*The request:* Output each entry that follows exactly. Images stay out.

*Provided records:*
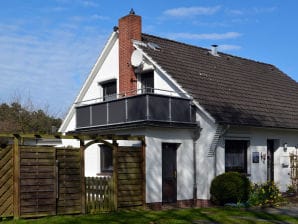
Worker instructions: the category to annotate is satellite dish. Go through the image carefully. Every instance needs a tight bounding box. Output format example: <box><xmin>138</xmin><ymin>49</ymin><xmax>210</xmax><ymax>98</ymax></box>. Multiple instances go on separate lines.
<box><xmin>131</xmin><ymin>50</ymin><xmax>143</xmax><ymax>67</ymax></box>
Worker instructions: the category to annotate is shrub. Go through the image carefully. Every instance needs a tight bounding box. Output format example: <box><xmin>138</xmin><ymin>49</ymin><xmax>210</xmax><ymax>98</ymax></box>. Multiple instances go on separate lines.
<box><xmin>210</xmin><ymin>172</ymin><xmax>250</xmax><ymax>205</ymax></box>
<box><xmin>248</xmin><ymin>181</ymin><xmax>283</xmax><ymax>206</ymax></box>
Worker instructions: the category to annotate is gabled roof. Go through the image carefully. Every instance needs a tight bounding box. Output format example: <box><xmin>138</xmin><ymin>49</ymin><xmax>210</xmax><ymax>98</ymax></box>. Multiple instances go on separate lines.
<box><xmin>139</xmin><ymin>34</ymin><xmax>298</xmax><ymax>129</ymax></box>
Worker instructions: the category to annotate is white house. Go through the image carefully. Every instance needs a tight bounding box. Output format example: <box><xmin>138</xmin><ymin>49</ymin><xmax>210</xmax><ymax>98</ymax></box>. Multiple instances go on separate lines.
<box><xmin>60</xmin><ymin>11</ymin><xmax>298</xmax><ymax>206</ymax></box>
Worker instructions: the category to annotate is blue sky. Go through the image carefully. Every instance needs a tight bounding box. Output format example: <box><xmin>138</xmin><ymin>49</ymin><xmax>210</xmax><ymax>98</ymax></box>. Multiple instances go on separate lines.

*Exercise output:*
Worker instructions: the category to annotate is satellite dish. Go through the image carefully. Every instance needs a tight bounding box. Output format example: <box><xmin>138</xmin><ymin>49</ymin><xmax>210</xmax><ymax>98</ymax></box>. Multiple instances go on separate lines.
<box><xmin>131</xmin><ymin>50</ymin><xmax>143</xmax><ymax>67</ymax></box>
Worker instructions: the category to annotate is shrub. Go through the image carefully. Every instance needs a tight bounding box. Output format example: <box><xmin>138</xmin><ymin>49</ymin><xmax>210</xmax><ymax>98</ymax></box>. Multiple instances go on separate lines.
<box><xmin>210</xmin><ymin>172</ymin><xmax>250</xmax><ymax>205</ymax></box>
<box><xmin>248</xmin><ymin>181</ymin><xmax>283</xmax><ymax>206</ymax></box>
Worker instructions: the category to annotate is gabled roof. Go through the image carefully. Every instance needs a tight bounding box. Output format example: <box><xmin>138</xmin><ymin>49</ymin><xmax>210</xmax><ymax>98</ymax></box>. Multiple instances go on separate lines.
<box><xmin>139</xmin><ymin>34</ymin><xmax>298</xmax><ymax>129</ymax></box>
Worker instructions: the category to annotate is white house. Go through the image carefully. Every instance needs a tight bounding box. Output format example: <box><xmin>138</xmin><ymin>49</ymin><xmax>210</xmax><ymax>98</ymax></box>. Multiple instances go on separate lines.
<box><xmin>60</xmin><ymin>11</ymin><xmax>298</xmax><ymax>206</ymax></box>
Worker instructions: the category to annotate is blue sky. Go through the image carefully. Every instance needs a tight bounding box. Output format example: <box><xmin>138</xmin><ymin>49</ymin><xmax>210</xmax><ymax>98</ymax></box>. Multiple instances go on separate lines.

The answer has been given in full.